▶ [Text]

"Scatman's World" is a song by American artist Scatman John, released in June 1995 as the second single from the album of the same name. It was the follow-up to the international hit "Scatman (Ski Ba Bop Ba Dop Bop)" and reached number-one in Belgium (in both Flanders and Wallonia), Finland, France, Germany, Hungary and Spain. On the Eurochart Hot 100, it became Scatman John's second number-one hit in August 1995. The song uses a similar, repeating chord progression to Pachelbel's Canon, the latter follows as: I V vi iii IV I IV V and the former as: I V vi iii IV I ii V.

Critical reception
James Masterton said in his weekly UK chart commentary in Dotmusic, "Now he is back with the followup in pretty much the same vein. Without the novelty value of the first hit it will be interesting to see if this manages to top the Number 3 peak of its predecessor." James Hyman from Music Weeks RM Dance Update wrote, "Currently number one in Germany and hitting hard across the rest of Europe, more novelty Euro from a 53-year-old former jazz singer and pianist. Semi-social scat-raps reside over a backing track not too dissimilar from his previous 'Scatman' single as well as Village People's 'Go West'." 

Chart performance
"Scatman's World" was extremely successful on the charts in Europe, peaking at number-one in Belgium, Finland, France, Germany, Hungary and Spain, as well as on the Eurochart Hot 100 and MTV's European Top 20. It reached the Top 10 also in Austria, Denmark, Iceland, Ireland, Italy (number 2), the Netherlands, Norway, Scotland, Sweden, Switzerland and the UK. In the latter, the single peaked at number 10 in its second week at the UK Singles Chart, on September 3, 1995. Outside Europe, it charted on the RPM Dance/Urban chart in Canada, peaking at number 21. And in Australia, it reached number 84. The single earned a gold record in Austria, France and Switzerland. In Germany, it was awarded with a platinum record.

▶ [Information shown]
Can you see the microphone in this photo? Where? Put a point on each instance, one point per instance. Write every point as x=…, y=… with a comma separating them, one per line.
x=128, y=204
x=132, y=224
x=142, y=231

▶ [Set of tasks]
(A) Using the text on "Scatman's World," decide whether each statement below agrees with it, answering yes or no and quoting the exact deciding words. (i) The song reached number one in Italy. (ii) The single was awarded a platinum record in Germany. (iii) The song was the first single from its album.
(B) Answer these questions from the text on "Scatman's World":
(i) How old does James Hyman say Scatman John is?
(ii) What position did the single reach in Australia?
(iii) In which month and year did the song become Scatman John's second number one on the Eurochart Hot 100?

▶ [Expected outputs]
(A)
(i) No: "Italy (number 2)"
(ii) Yes: "In Germany, it was awarded with a platinum record."
(iii) No: "released in June 1995 as the second single from the album of the same name"

(B)
(i) 53 years old
(ii) Number 84
(iii) August 1995